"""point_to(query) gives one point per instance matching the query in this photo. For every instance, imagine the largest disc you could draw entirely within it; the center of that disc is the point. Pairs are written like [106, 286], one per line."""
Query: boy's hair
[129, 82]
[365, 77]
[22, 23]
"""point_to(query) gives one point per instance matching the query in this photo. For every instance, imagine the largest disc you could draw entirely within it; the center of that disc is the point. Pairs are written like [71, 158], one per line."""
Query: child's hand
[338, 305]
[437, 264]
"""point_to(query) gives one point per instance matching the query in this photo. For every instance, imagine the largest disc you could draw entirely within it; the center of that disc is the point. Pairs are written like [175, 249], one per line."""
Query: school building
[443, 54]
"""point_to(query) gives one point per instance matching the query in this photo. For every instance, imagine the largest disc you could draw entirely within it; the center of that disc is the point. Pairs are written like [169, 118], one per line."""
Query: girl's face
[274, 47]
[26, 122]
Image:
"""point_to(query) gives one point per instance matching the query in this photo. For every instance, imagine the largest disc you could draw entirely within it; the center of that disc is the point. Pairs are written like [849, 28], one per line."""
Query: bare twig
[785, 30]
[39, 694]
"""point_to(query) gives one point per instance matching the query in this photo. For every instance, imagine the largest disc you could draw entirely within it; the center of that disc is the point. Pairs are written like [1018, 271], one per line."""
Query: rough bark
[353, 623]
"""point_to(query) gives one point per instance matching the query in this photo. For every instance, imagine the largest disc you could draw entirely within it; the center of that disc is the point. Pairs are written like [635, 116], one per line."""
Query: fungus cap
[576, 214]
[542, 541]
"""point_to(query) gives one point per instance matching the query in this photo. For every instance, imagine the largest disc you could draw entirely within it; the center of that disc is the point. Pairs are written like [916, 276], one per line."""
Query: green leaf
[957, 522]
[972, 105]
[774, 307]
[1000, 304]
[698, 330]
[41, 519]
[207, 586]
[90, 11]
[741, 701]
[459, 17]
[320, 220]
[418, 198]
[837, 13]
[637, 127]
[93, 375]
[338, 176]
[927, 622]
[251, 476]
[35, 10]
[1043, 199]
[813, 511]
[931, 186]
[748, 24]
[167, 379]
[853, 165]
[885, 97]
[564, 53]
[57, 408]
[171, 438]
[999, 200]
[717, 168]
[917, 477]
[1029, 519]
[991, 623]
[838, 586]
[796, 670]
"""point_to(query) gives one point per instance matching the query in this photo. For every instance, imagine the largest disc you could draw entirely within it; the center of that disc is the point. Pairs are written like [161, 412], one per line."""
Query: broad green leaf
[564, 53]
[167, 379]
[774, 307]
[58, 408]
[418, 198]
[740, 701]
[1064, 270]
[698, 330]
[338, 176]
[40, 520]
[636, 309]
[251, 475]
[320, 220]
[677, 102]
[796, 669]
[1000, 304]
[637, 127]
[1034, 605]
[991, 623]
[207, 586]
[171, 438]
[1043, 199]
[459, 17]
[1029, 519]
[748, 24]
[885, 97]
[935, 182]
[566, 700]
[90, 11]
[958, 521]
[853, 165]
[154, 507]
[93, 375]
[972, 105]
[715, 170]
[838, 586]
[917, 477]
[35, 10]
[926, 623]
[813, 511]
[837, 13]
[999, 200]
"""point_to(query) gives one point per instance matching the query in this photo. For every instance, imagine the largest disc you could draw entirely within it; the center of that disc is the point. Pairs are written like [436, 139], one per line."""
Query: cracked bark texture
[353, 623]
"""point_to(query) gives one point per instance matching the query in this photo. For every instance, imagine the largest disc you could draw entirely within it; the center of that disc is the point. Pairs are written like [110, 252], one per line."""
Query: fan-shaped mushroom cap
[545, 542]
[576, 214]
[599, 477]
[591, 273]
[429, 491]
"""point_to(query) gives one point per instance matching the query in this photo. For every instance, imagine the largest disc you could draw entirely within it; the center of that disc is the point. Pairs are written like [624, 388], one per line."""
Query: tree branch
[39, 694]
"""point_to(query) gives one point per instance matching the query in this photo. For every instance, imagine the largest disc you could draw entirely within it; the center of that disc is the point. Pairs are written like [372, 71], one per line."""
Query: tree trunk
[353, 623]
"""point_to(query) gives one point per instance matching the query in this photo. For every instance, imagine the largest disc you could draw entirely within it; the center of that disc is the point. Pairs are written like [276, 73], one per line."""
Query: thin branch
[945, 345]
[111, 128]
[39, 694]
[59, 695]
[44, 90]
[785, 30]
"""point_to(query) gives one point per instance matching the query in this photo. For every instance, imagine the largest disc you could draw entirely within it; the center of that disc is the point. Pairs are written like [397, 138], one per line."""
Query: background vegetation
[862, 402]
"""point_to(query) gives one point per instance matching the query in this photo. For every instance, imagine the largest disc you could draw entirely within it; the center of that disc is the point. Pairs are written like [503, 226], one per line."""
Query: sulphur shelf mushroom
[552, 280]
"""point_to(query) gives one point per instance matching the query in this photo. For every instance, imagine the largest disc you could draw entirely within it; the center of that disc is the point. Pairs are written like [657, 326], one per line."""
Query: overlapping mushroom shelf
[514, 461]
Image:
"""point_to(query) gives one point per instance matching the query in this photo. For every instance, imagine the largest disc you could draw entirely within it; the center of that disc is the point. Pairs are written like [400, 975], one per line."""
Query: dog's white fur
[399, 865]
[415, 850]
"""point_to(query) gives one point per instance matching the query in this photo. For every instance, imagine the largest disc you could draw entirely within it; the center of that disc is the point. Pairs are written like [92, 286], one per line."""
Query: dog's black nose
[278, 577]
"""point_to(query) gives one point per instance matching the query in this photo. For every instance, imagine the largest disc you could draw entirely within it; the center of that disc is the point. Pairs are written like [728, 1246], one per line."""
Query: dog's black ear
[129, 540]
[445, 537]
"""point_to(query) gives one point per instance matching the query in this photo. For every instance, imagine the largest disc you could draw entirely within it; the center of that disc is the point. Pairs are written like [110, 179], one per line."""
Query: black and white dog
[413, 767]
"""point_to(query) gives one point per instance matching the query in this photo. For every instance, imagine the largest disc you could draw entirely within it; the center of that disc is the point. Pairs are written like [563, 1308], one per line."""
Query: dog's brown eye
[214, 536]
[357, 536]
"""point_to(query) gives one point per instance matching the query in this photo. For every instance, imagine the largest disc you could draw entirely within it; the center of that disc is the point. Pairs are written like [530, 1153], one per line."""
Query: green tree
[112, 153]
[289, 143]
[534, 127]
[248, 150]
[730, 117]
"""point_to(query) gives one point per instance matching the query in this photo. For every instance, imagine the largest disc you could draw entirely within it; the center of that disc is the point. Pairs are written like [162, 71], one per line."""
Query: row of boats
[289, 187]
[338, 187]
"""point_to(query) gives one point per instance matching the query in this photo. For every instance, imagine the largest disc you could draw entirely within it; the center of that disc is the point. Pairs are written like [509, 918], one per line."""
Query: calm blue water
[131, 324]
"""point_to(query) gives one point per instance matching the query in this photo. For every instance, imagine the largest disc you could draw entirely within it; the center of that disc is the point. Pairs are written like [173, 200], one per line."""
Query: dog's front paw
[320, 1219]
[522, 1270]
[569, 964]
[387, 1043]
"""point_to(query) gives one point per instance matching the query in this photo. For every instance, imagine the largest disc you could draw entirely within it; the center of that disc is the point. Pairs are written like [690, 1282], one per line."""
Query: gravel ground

○ ○ ○ ○ ○ ○ ○

Problem to work on: Rewrite all of the material above with "disc" swapped for "circle" wherever it occurs, leaving everything else unchanged.

Answer to the problem:
"""point_to(query) gives one point per instance matching the query in this photo. For every instance, imagine the largest circle you could draw entirely within it; the center of that circle is the point. Pairs are written like [106, 286], one per line."""
Query: boy's hair
[129, 82]
[365, 77]
[22, 23]
"""point_to(query) gives one point per instance matching the query in this photo. For every instance, imagine the largest circle you could draw entirely within it; the center of that circle is the point. Pairs are written like [71, 158], one per line."""
Query: child's hand
[338, 305]
[437, 264]
"""point_to(query) gives one point per instance matching the query in this photo. For every instance, imagine the largest circle you could draw entirely within it; the center of that circle is the point. Pairs are written like [175, 249], one per line."""
Query: school building
[443, 54]
"""point_to(query) gives one point per instance matching the query in this photo. For every instance, imagine the largest circle you could draw entirely within it; the center of that circle is the point. Pairs are written like [169, 118], one per line."""
Query: girl's face
[274, 47]
[26, 122]
Image:
"""point_to(query) gives one point per instance matching the query in this photo. For every instance, imagine the largest circle you could draw entirely within it; the center of that circle is the point. Pairs are written like [849, 28], one per line."""
Query: bare twig
[785, 30]
[39, 694]
"""point_to(query) gives one point per instance matching the query in this photo. For every instance, imagine the largest circle you could draw entirely within it; the center of that circle is the point. Pairs are written like [1018, 271], one per line."""
Query: rough bark
[353, 623]
"""point_to(query) gives one point per instance matching the query in this photo. For every instance, imagine the largest circle you could draw entirely within it; the center of that circle is the point. Pairs are written like [635, 116], one per line."""
Query: fungus cap
[576, 214]
[542, 541]
"""point_to(query) gives one point per instance matching the query in this photo. For every instance, imagine the largest circle you could draw entirely within it; the center of that circle is the point. Pairs are written like [916, 276], one per line."""
Query: green leaf
[957, 522]
[972, 105]
[774, 307]
[1000, 304]
[698, 330]
[41, 519]
[207, 586]
[90, 11]
[741, 701]
[459, 17]
[320, 220]
[418, 198]
[837, 13]
[637, 127]
[93, 375]
[338, 176]
[927, 622]
[251, 476]
[35, 10]
[1043, 199]
[813, 511]
[931, 186]
[748, 24]
[167, 379]
[853, 165]
[885, 97]
[564, 53]
[57, 408]
[171, 438]
[999, 200]
[717, 168]
[917, 477]
[1029, 519]
[991, 623]
[838, 586]
[796, 670]
"""point_to(query) gives one point per instance matching the query in this photo. For every instance, imagine the largest circle you could draw entirely within it; the center of that circle is the point. Pairs are written like [161, 412], one per line."""
Query: broad green leaf
[564, 53]
[167, 379]
[774, 307]
[58, 408]
[418, 198]
[740, 701]
[1064, 270]
[698, 330]
[338, 176]
[40, 520]
[636, 309]
[251, 475]
[320, 220]
[677, 102]
[796, 669]
[1000, 304]
[637, 127]
[1034, 605]
[991, 623]
[207, 586]
[171, 438]
[1043, 199]
[459, 17]
[1029, 519]
[748, 24]
[885, 97]
[935, 182]
[566, 700]
[90, 11]
[958, 521]
[853, 165]
[154, 507]
[93, 375]
[972, 105]
[715, 170]
[838, 586]
[917, 477]
[35, 10]
[926, 623]
[813, 511]
[837, 13]
[999, 200]
"""point_to(query) gives one point per instance matching the query in this photo. For every instance, imagine the largest circle you could draw entirely within it; the center of that circle is the point. Pairs are written like [436, 139], one per line."""
Query: cracked bark texture
[353, 623]
"""point_to(query) gives one point per instance matching the query in this photo. For every instance, imagine the largest circle you could draw entirely within it; the center of that circle is the point. Pairs are written like [110, 252], one per line."""
Query: fan-shaped mushroom cap
[545, 542]
[576, 214]
[599, 477]
[591, 273]
[429, 491]
"""point_to(query) gives one point per instance matching the query in this photo. For every instance, imagine the largest circle you could draw entirely within it; the center of that circle is the point. Pairs are written like [624, 388], one per line."""
Query: tree branch
[39, 694]
"""point_to(query) gives one point per instance matching the query in this photo. For every instance, imagine the largest circle you could draw entirely within it; the center of that circle is the point. Pairs are written like [372, 71], one per line."""
Query: tree trunk
[353, 623]
"""point_to(query) gives one point per instance matching the query in this photo. For every instance, imagine the largest circle you could draw entirely within it; the center of that circle is the point. Pairs are written like [276, 73], one per line."""
Query: thin branch
[945, 345]
[111, 128]
[39, 694]
[59, 695]
[44, 90]
[785, 30]
"""point_to(query) gives one point per instance matching the query in this photo. For every instance, imagine the largest circle you could draw entirely within it; the center of that circle is the point. Pairs are written like [397, 138], one per line."""
Query: background vegetation
[862, 402]
"""point_to(query) gives one point per instance matching the query in this photo. For every instance, imagine the largest circle you could draw entirely within it; the center of that circle is the point. Pairs are written like [503, 226], one per line."""
Query: sulphur shelf mushroom
[552, 280]
"""point_to(query) gives one point per instance matching the query in this photo. For every instance, imagine the largest circle you could draw entirely within it; the center of that circle is the point. Pairs are written like [657, 326], one per line."""
Query: overlapping mushroom shelf
[514, 461]
Image:
"""point_to(query) gives one point per instance matching the query in this photo. For every instance, imagine the largest circle you could draw entirely within it; the center of that circle is the point. Pairs are written like [400, 975], one per line."""
Query: dog's white fur
[399, 865]
[415, 850]
"""point_to(query) gives one point per instance matching the query in this photo. For every instance, imagine the largest circle you could draw entirely within it; the center of that circle is the point. Pairs are written like [92, 286], one per line."""
Query: dog's black nose
[278, 577]
"""point_to(query) gives one point per instance matching the query in this photo. For every instance, imagine the largest circle you could draw entirely within it; the center of that circle is the point. Pairs are written like [728, 1246], one per line."""
Query: dog's black ear
[129, 540]
[445, 537]
"""point_to(query) gives one point per instance matching the query in this photo. For every instance, imagine the largest circle you could draw entirely within it; the center of that circle is the point. Pairs are written like [110, 179], one per line."""
Query: black and white dog
[413, 767]
"""point_to(query) gives one point per instance matching the query in this photo. For every instance, imagine the largest circle you could draw entirely within it; the center of that circle is the point. Pairs are written like [563, 1308], one per line."""
Query: dog's brown eye
[214, 536]
[357, 536]
"""point_to(query) gives one point per instance matching the query in this photo. For every instance, imagine the largest circle you could draw entirely within it; the center of that circle is the point. Pairs are written like [530, 1153], one per line."""
Query: green tree
[112, 153]
[289, 143]
[534, 127]
[248, 150]
[730, 117]
"""point_to(query) gives one point per instance matching the query in this photo. For every instance, imagine the largest circle you could draw entirely within it; the center of that circle is the point. Pairs are written like [162, 71], one per line."""
Query: row of boats
[289, 187]
[338, 187]
"""point_to(query) gives one point per instance matching the query in this photo. For every instance, imagine the largest circle you could draw entirely within it; the center of that circle is the point. Pairs are written like [509, 918], one per line."""
Query: calm blue water
[131, 324]
"""point_to(query) gives one point per instance matching the query in this photo. For every instance, imagine the largest circle you could draw entirely within it; the center of that circle is the point. Pairs are written like [173, 200], one per line."""
Query: dog's front paw
[320, 1219]
[522, 1270]
[569, 964]
[387, 1043]
"""point_to(query) gives one point per instance matching the query in this photo. For every instance, imagine the largest circle you could draw entirely within it; the center of that circle is the point. Pairs are written like [690, 1282], one per line."""
Query: gravel ground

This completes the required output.